Text shown:
>> START

This file exceeds the 500-line error threshold and mixes 7 concerns. An agent editing the rate limiter must load 680 lines of context, most of which is irrelevant.

### Example 3: Refactoring Decision

An agent is asked to add a new feature to `src/api/routes.ts` (290 lines). The new feature will add ~80 lines.

**Wrong**: Add 80 lines, creating a 370-line file (exceeds warning threshold).

**Right**: Extract the new feature into `src/api/feature-routes.ts` and import it. Both files stay under 300 lines.

>> END

Dataset excerpt:

>> START

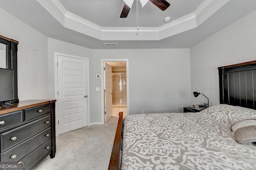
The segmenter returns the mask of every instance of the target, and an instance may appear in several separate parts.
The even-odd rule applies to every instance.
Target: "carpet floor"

>> END

Aim:
Extend the file-size guidance text above, starting right after its last sentence.

Result:
## When This Rule Applies

| Context | Behavior |
|---------|----------|
| Code generation | Check output size before writing; split if exceeding warning threshold |
| Code review | Flag files exceeding thresholds |
| Refactoring | Use thresholds as target structure |
| Existing large files | Do not make them worse; extract new functionality to new files |

## Interaction with Other Rules

| Rule | Relationship |
|------|-------------|
| anti-laziness | Do not skip splitting because it is hard — follow through |
| executable-feedback | Run tests after any file splitting to verify no breakage |
| agent-generation-guardrails | Runtime enforcement companion to this rule |
| research-before-decision | Research existing file structure before deciding where to add code |

## Checklist

Before writing or modifying code:

- [ ] Target file is under 300 LOC (or action plan to keep it under)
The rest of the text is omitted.